TEXT
══════════

I think there should be a dance off, a la Michael Jackson’s “Beat it” to determine the winner! Two men enter, one man leaves.


----------



## TNJAKE (Jan 3, 2022)

bauchjw said:


> I think there should be a dance off, a la Michael Jackson’s “Beat it” to determine the winner! Two men enter, one man leaves.


I never want to see two men have a beat off......


----------



## DRKsmoking (Jan 3, 2022)

TNJAKE said:


> I never want to see two men have a beat off......




Stop Jake Stop


----------



## TNJAKE (Jan 3, 2022)

DRKsmoking said:


> Stop Jake Stop


#beer


----------



## bauchjw (Jan 3, 2022)

TNJAKE said:


> I never want to see two men have a beat off......


Oh man, I was remembering an MTV video from my youth, I’m not sure what videos you watched!


----------



## DRKsmoking (Jan 3, 2022)

TNJAKE said:


> #beer




Ha ha , and I thought the Hula Skirt was a bad enough picture to have in my head 

And yes beer would do that for you , or rum in my case


----------



## DRKsmoking (Jan 3, 2022)

so from a few strings of Christmas lights to 2 men dancing ( I hope ) to beat it ,in Hula skirts

I have to get off the rum

David


----------



## Brokenhandle (Jan 3, 2022)

Boy this went south in a hurry!   

Ryan


----------



## bauchjw (Jan 3, 2022)

Brokenhandle said:


> Boy this went south in a hurry!
> 
> Ryan


I think you started it with your cowboy boots and shorts!


----------



## SecondHandSmoker (Jan 3, 2022)

Brokenhandle said:


> Who is misplaced Texan?
> 
> Ryan



Dan is mixing up his Texans.


----------



## Brokenhandle (Jan 3, 2022)

SecondHandSmoker said:


> Dan is mixing up his Texans.


Who's on first!

Ryan


----------



## forktender (Jan 3, 2022)

Brokenhandle said:


> Who is misplaced Texan?
> 
> Ryan


Hahaha, he was in my dreams, see above post. LOL, sorry about that!!!


----------



## forktender (Jan 10, 2022)

I haven't forgotten about you guys, my back zigg'ed when I zagg'ed when I slipped in the mud. And I'm laid up for a few days.
I'll send your winning out as soon as I can.
Dan.


----------



## Brokenhandle (Jan 10, 2022)

forktender said:


> I haven't forgotten about you guys, my back zigg'ed when I zagg'ed when I slipped in the mud. And I'm laid up for a few days.
> I'll send your winning out as soon as I can.
> Dan.


No worries! Last time my back did that I was worthless for about a week!  Take your time and get better.  I recommend medicating internally as well.

Ryan


----------



## SecondHandSmoker (Jan 10, 2022)

forktender said:


> I haven't forgotten about you guys, my back zigg'ed when I zagg'ed when I slipped in the mud. And I'm laid up for a few days.
> I'll send your winning out as soon as I can.
> Dan.



Bummer.  Time to break out the heating pad and as Ryan says, medicate internally.


----------



## Displaced Texan (Jan 10, 2022)

forktender said:


> I haven't forgotten about you guys, my back zigg'ed when I zagg'ed when I slipped in the mud. And I'm laid up for a few days.
> I'll send your winning out as soon as I can.
> Dan.


Man, sorry to hear that. As you could tell from my PM I want my swag sooner than later, damnit! LOL! J/k. 

Take care of yourself, Dan.


----------



## Displaced Texan (Feb 2, 2022)

Received my swag! Awesome, thanks very much! Look forward to using these.


----------



## Brokenhandle (Feb 2, 2022)

Me too! Thanks 

 forktender
  it's greatly appreciated!







Ryan


----------



## bigfurmn (Feb 2, 2022)

I do love the Kinders products. The Blend is my wife and mines go to.


----------



## forktender (Feb 2, 2022)

"I put that $#!t on everything"


----------

══════════

RECORDED INFORMATION
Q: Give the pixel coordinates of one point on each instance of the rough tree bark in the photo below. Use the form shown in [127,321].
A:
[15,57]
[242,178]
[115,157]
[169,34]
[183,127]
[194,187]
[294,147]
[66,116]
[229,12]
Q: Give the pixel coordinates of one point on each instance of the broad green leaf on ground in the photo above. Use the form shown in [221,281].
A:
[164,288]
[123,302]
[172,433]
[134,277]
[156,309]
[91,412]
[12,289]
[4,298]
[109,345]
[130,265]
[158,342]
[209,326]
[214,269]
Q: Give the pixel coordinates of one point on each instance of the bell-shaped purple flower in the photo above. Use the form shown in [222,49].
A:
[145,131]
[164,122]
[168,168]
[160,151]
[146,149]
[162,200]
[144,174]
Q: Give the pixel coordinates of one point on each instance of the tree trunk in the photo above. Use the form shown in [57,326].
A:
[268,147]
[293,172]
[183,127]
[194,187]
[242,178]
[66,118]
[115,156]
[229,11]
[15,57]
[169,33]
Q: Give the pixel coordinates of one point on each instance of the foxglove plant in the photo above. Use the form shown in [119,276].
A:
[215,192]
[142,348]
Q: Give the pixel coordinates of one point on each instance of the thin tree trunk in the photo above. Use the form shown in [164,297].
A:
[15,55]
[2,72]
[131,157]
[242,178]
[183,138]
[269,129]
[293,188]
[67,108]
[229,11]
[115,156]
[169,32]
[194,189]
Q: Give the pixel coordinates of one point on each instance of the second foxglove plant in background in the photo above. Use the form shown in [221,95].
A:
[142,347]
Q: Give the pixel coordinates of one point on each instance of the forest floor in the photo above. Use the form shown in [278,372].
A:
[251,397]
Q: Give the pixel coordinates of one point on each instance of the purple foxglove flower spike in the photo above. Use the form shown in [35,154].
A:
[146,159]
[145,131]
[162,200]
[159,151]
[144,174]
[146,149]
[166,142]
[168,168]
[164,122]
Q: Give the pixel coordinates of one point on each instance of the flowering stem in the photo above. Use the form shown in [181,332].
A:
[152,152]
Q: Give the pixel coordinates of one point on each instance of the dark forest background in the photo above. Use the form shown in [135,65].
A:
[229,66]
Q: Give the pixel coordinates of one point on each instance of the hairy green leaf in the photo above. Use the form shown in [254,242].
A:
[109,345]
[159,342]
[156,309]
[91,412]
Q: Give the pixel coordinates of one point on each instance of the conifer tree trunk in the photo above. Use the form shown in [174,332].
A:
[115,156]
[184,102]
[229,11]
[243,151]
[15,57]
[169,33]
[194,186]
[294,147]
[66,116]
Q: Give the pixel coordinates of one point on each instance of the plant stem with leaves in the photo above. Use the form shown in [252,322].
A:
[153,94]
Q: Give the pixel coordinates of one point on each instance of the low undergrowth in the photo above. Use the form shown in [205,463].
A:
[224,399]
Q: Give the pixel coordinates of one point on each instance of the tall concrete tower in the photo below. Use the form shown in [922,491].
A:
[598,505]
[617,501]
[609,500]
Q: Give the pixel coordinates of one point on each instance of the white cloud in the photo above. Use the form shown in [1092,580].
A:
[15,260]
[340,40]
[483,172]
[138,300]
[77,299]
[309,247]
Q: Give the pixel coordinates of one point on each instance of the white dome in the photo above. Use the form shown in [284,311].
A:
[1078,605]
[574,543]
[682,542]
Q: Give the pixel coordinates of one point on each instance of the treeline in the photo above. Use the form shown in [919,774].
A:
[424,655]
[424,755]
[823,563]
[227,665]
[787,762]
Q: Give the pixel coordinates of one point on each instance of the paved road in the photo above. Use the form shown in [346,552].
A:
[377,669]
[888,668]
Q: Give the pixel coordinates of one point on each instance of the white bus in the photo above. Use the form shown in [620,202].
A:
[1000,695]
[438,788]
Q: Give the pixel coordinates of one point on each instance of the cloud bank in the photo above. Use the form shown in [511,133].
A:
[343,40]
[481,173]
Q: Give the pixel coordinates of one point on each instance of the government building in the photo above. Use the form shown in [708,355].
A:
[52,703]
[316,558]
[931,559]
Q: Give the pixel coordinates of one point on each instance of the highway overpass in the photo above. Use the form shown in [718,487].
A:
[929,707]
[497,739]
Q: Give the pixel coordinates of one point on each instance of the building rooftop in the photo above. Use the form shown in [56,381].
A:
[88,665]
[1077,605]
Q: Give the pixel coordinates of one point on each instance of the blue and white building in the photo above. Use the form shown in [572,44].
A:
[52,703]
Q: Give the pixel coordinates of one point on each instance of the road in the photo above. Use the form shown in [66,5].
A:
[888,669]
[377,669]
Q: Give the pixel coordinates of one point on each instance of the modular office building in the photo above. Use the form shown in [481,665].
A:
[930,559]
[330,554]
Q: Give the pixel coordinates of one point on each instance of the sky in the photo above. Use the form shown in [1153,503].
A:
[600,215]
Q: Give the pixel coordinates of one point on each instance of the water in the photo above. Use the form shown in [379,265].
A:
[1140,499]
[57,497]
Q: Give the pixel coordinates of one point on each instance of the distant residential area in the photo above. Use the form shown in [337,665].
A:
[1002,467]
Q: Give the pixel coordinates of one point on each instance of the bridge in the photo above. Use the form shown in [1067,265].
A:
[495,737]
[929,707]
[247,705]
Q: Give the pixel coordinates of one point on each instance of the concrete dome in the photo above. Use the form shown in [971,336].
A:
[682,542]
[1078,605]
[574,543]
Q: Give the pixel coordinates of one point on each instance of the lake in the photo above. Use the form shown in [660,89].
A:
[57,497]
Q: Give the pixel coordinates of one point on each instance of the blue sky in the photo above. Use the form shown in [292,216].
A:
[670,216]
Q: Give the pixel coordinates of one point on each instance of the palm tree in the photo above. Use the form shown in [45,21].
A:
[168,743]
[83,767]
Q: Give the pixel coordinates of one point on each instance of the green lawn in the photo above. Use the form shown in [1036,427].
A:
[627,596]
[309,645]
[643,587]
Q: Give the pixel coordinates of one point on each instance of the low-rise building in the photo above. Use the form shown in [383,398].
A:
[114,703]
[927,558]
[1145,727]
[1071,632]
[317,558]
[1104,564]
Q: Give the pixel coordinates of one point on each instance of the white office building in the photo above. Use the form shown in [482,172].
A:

══════════

REQUIRED ACTIONS
[1] Sum up the forum thread in two sentences.
[2] Duplicate the part of the forum thread starting at "## Brokenhandle (Jan 10, 2022)" and ending at "internally as well.".
[3] According to the forum thread, what caused forktender's back to go out?

SOLUTIONS TO THE PROBLEMS
[1] Members joke about a dance-off to Michael Jackson's "Beat It," and the banter drifts until one poster says the thread went south in a hurry. Dan (forktender) reports a back injury from slipping in the mud and promises to send the winnings soon, and by February 2 Displaced Texan and Brokenhandle say they received their swag and thank forktender.

[2]
## Brokenhandle (Jan 10, 2022)

forktender said:


> I haven't forgotten about you guys, my back zigg'ed when I zagg'ed when I slipped in the mud. And I'm laid up for a few days.
> I'll send your winning out as soon as I can.
> Dan.


No worries! Last time my back did that I was worthless for about a week!  Take your time and get better.  I recommend medicating internally as well.

[3] Slipping in the mud.